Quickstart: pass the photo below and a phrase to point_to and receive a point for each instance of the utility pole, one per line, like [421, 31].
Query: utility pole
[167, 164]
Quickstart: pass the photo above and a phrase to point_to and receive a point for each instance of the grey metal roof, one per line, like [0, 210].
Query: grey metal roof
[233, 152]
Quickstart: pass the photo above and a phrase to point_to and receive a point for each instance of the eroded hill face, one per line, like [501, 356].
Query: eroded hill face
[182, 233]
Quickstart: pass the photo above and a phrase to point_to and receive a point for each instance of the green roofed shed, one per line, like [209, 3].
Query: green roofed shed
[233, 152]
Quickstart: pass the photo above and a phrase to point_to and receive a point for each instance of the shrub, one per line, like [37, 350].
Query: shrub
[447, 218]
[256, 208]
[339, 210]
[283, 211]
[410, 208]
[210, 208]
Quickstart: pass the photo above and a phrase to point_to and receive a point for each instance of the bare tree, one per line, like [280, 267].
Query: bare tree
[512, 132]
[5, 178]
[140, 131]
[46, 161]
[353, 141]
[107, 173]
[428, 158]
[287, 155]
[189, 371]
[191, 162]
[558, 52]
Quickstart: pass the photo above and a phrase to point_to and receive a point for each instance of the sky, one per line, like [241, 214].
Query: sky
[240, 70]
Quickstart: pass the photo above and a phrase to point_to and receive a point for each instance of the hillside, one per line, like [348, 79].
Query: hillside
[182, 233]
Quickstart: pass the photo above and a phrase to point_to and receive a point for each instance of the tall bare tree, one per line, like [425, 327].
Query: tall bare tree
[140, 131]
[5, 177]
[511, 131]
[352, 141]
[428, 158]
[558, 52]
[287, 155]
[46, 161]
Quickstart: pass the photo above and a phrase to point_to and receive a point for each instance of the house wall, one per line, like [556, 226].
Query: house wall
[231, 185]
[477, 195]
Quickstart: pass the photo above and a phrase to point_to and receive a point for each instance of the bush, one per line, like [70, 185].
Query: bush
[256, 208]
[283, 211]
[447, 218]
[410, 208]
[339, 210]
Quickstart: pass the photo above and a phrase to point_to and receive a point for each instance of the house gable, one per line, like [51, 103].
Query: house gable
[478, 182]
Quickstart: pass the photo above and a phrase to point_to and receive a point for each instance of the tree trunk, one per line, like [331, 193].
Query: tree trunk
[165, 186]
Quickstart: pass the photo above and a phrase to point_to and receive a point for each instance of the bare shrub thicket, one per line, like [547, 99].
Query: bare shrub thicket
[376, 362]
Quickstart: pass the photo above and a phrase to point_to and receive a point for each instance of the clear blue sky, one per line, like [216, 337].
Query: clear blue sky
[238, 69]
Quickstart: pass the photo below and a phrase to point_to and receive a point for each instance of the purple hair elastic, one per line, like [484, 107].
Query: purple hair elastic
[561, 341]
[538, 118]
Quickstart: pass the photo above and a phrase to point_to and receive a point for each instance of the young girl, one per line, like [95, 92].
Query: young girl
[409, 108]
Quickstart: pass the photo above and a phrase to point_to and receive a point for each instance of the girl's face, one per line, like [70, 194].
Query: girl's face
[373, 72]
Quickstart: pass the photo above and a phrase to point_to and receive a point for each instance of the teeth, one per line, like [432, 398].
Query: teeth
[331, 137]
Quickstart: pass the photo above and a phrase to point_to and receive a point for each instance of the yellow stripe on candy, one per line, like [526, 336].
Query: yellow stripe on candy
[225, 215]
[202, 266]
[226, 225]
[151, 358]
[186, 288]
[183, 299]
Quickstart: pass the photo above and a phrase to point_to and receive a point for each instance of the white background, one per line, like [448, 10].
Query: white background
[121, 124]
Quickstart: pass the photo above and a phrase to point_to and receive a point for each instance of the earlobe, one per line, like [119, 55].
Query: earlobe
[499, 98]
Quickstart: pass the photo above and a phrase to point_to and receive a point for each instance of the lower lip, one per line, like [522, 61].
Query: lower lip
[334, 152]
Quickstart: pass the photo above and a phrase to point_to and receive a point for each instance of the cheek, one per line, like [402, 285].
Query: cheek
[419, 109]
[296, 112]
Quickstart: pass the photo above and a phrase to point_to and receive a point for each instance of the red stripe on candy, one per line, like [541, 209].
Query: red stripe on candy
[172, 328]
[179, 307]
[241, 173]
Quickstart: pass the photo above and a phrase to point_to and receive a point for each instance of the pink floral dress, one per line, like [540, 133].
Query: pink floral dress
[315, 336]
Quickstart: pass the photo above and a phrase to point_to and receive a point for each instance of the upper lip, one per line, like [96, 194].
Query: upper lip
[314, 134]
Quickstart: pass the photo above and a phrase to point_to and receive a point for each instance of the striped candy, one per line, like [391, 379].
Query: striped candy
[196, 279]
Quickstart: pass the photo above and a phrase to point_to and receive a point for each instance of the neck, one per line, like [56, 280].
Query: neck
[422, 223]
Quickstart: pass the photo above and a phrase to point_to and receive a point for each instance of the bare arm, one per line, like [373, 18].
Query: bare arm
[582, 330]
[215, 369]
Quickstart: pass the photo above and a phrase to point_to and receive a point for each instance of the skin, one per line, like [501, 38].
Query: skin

──────

Whenever "below" occurs in a line of the entries, copy that line.

Quickstart: pass the photo below and a phrase to point_to and receive a point for each instance of the utility pole, one per line, like [421, 31].
Quickstart: pass the photo below and a phrase to point_to and receive a point for each instance of the purple hair elastic, one per line, like [484, 107].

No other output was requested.